Below are records; output exactly the lines from the one with "Please drop a marker on the green" through their final line.

*** Opening Data for the task ***

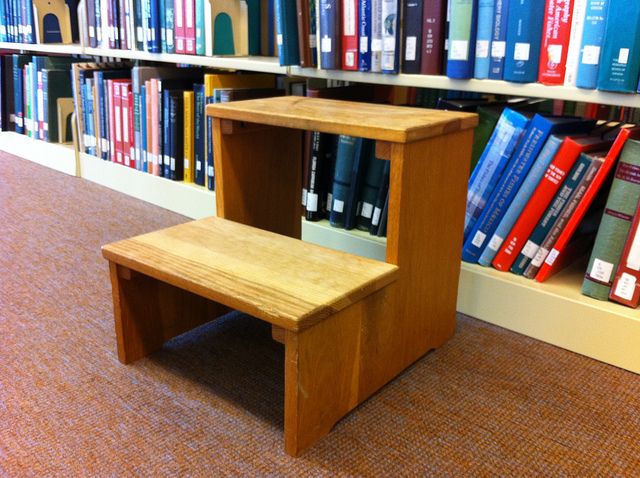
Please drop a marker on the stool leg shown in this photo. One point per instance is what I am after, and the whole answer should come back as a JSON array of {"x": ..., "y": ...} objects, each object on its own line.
[
  {"x": 148, "y": 312},
  {"x": 322, "y": 372}
]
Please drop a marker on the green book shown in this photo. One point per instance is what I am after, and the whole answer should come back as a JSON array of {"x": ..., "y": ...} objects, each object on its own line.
[{"x": 615, "y": 224}]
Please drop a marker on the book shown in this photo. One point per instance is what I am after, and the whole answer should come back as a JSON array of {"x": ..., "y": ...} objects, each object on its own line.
[
  {"x": 287, "y": 32},
  {"x": 596, "y": 161},
  {"x": 484, "y": 33},
  {"x": 462, "y": 38},
  {"x": 495, "y": 156},
  {"x": 548, "y": 152},
  {"x": 556, "y": 30},
  {"x": 515, "y": 173},
  {"x": 626, "y": 285},
  {"x": 412, "y": 40},
  {"x": 349, "y": 34},
  {"x": 329, "y": 15},
  {"x": 524, "y": 30},
  {"x": 434, "y": 15},
  {"x": 620, "y": 59},
  {"x": 616, "y": 223},
  {"x": 591, "y": 44},
  {"x": 575, "y": 42},
  {"x": 545, "y": 191}
]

*** Closing Data for the task ***

Written solution:
Please drop a marker on the green book shown in this photo. One point per instance is what I am after, and the whole answer should come back as a JSON array of {"x": ..., "y": ...} objects, each object on its own line.
[{"x": 615, "y": 224}]
Please drop a marker on the book shown in this photo. One point per instance is what I am after, and the whole answer should come back as a JSON array of {"x": ..., "y": ...} objects, each object on its own line.
[
  {"x": 287, "y": 32},
  {"x": 596, "y": 161},
  {"x": 484, "y": 33},
  {"x": 462, "y": 38},
  {"x": 495, "y": 156},
  {"x": 548, "y": 152},
  {"x": 556, "y": 30},
  {"x": 515, "y": 173},
  {"x": 626, "y": 285},
  {"x": 412, "y": 40},
  {"x": 349, "y": 34},
  {"x": 329, "y": 15},
  {"x": 524, "y": 30},
  {"x": 434, "y": 15},
  {"x": 620, "y": 59},
  {"x": 616, "y": 223},
  {"x": 591, "y": 44},
  {"x": 575, "y": 42},
  {"x": 545, "y": 191}
]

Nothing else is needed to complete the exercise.